# TEXT TO READ:
=-=-=

Though our conclusion is that there were sufficient earnings accumulated after February 28, 1913, out of which the Sheridan Coal Co. was enabled to make the distribution of April 16, 1920, there is the further consideration that, though it might be conceded that the petitioners’ computations are entirely correct, and that after the deduction of so much of the profit from the sale as represented a realization of March 1, 1913, appreciation there remained in the surplus earnings accumulated after February 28, 1913, in the amount of $6,043.39 only, our conclusion would be no different, since in arriving at the earnings available for distribution the petitioners have excluded from the surplus account the stock dividends paid in December, 1917, and January, 1918, in the total amount of $400,000. This it can not do, as decided by the Circuit Court of Appeals for. the Fifth Circuit, in Walker v. Hopkins, 12 Fed. (2d) 262, and by this Board in the Appeal of Hugh R. Wilson, 3 B. T. A. 957, following the reasoning in Eisner v. Macomber, 252 U. S. 189. The total amount excluded from the surplus representing the amount of the stock dividend is in excess of the distribution of April 16, 1920.
The next issue is as to the gain or loss realized by Ida J. Megeath upon the exchange in 1920 of 786 shares of the capital stock of the Sheridan Coal Co. for a like number of shares of the capital stock of the Megeath Coal Co. Of the 786 shares exchanged 40 were acquired by gift prior to March 1, 1913, 100 by gift in 1916, and 646 by gift' in 1917. (Towne v. McElligott, 274 Fed. 960, 963.) The 646 shares last mentioned were part of 2,500 shares acquired by gift in 1917. .On a total of 2,640 shares the petitioner received stock dividends in 1917 and 1918 of 1,056 shares. The 786 shares of the Megeath Coal Co. which the petitioner received upon the exchange were sold by her in the same year for a price equivalent to $135 per share; and the parties agree that for the purpose of the determination of the gain or loss upon the exchange the shares of the Megeath Coal Co. are to be valued at $135 per share.

=-=-=

# GIVEN INSTRUCTION 1:
List every court or Board decision cited by name in the tax ruling on the Sheridan Coal Co. distribution.
# GIVEN INSTRUCTION 2:
Write the next passage of the tax ruling on the Sheridan Coal Co. distribution, starting right after its last sentence.

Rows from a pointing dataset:

=-=-=

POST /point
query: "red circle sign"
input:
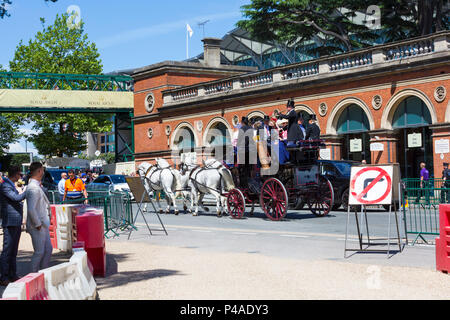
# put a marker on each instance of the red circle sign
(382, 174)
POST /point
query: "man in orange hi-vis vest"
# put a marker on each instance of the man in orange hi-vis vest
(74, 189)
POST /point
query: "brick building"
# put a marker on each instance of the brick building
(384, 104)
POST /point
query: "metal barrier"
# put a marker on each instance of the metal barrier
(420, 206)
(117, 208)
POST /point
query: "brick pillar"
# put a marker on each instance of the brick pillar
(333, 143)
(389, 141)
(440, 138)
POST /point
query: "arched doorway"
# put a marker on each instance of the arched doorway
(184, 143)
(411, 122)
(218, 139)
(354, 125)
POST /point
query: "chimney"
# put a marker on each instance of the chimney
(212, 51)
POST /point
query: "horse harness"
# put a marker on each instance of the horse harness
(157, 169)
(193, 179)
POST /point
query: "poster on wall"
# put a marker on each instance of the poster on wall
(376, 146)
(414, 140)
(356, 145)
(325, 154)
(442, 146)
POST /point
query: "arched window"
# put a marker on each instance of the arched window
(218, 135)
(411, 112)
(184, 139)
(353, 119)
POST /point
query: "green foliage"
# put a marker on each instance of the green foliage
(60, 49)
(333, 27)
(9, 131)
(19, 159)
(297, 21)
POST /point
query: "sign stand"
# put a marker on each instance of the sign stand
(379, 181)
(137, 188)
(368, 244)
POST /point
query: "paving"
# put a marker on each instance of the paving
(302, 257)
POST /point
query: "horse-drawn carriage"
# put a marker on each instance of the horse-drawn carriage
(300, 178)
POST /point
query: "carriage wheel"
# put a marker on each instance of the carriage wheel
(321, 201)
(236, 203)
(274, 199)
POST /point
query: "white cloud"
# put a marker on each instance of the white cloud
(159, 29)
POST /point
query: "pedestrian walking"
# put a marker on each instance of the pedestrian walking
(62, 186)
(12, 214)
(445, 184)
(424, 183)
(38, 219)
(74, 189)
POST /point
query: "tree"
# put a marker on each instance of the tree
(332, 21)
(296, 21)
(4, 4)
(61, 49)
(9, 132)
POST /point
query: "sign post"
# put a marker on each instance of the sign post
(139, 192)
(373, 185)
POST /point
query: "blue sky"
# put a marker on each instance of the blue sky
(128, 34)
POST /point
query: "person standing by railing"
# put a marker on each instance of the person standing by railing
(424, 183)
(74, 189)
(445, 184)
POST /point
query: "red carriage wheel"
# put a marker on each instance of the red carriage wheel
(274, 199)
(321, 201)
(236, 203)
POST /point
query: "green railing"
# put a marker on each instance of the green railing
(52, 81)
(421, 206)
(117, 209)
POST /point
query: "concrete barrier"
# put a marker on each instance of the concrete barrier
(89, 287)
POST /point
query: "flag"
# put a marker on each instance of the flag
(189, 30)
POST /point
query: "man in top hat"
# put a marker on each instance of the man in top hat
(313, 130)
(293, 129)
(246, 142)
(445, 184)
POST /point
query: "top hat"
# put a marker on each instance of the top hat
(290, 104)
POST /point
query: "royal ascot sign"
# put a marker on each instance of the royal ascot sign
(65, 99)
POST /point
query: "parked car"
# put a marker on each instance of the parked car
(109, 183)
(338, 172)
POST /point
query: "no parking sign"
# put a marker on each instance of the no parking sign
(371, 185)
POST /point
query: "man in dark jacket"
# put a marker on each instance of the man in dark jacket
(12, 215)
(291, 116)
(313, 130)
(246, 144)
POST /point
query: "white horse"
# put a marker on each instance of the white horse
(161, 177)
(213, 178)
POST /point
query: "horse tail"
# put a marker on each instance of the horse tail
(178, 183)
(227, 178)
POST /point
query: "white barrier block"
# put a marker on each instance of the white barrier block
(87, 280)
(64, 227)
(63, 282)
(15, 290)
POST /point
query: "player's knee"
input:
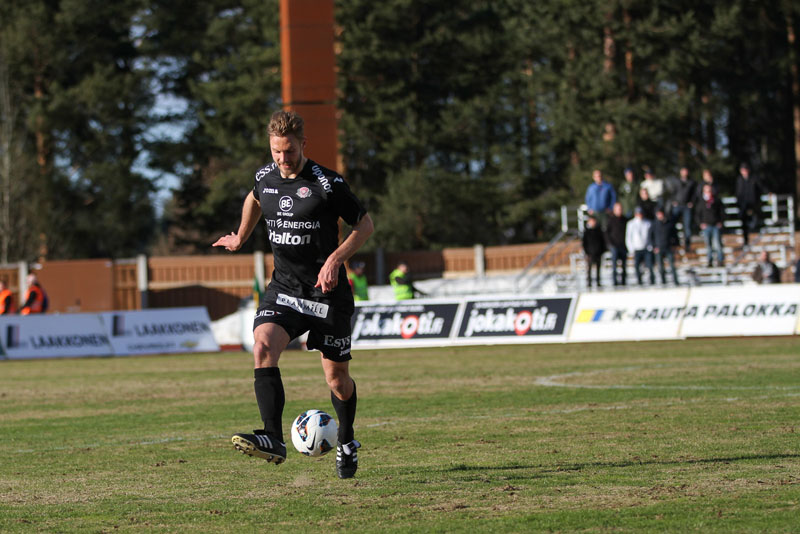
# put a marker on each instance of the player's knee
(264, 354)
(340, 383)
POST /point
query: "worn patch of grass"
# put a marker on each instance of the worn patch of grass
(690, 436)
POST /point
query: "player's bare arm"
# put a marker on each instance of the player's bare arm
(251, 213)
(328, 275)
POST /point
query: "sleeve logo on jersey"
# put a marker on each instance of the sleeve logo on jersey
(263, 172)
(323, 180)
(286, 203)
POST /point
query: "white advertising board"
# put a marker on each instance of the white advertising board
(757, 310)
(629, 315)
(166, 330)
(53, 336)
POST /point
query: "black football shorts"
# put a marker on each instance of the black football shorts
(327, 321)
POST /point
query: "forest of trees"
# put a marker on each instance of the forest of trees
(461, 121)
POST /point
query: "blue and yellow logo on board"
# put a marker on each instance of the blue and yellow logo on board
(590, 316)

=-=-=

# EXERCISE ANSWER 1:
Walker v. Hopkins
Appeal of Hugh R. Wilson
Eisner v. Macomber
Towne v. McElligott

# EXERCISE ANSWER 2:
For the purpose of determining gain or loss upon the exchange of property, the value of the property received in exchange, or selling price, is to be compared with the cost of the property exchanged, or, in the event that the property was acquired prior to March 1, 1913, with its value on that date plus the cost of subsequent additions. In no case will the gain exceed the excess of the selling price over the *1285March 1,1913, value plus the cost of subsequent additions. It is upon this basis that the Commissioner has determined that the petitioner realized a profit of $49,967.15 upon the exchange, he having assigned to the 40 shares acquired in 1908 a value at March 1, 1913, of $100 per share, and the same value to the other shares sold, at the time they were acquired in 1916 and 1917, with proper adjustment on account of stock dividends. In other words, the Commissioner’s deter-, mination is that the petitioner realized the maximum profit upon the exchange, to wit, the excess of the selling price over the March 1, 1913, value plus the cost of subsequent additions. The petitioner contends that she sustained a loss upon the exchange, but whether that be true or not we are unable to determine, since the evidence is insufficient upon which to base a finding of the value at the date of acquisition of the 40 shares acquired by gift in 1908. Therefore, any relief which we may afford the petitioner from the Commissioner’s determination must necessarily be limited to the extent that we find the Commissioner’s determination of gain exceeds the difference between the selling price, and what we find to be the March 1, 1913, value of the 40 shares acquired in 1908 plus the cost, or fair market value at the date of acquisition, of the other shares sold which were acquired in 1916 and 1917. All of the shares sold by the petitioner were acquired by gift; hence, in addition to determining the value at March 1,1913, of the 40 shares acquired in 1908, it is necessary to determine the fair market value at the date of acquisition of the 100 shares acquired in 1916 and the 646 shares out of a total of 2,500 acquired in 1917.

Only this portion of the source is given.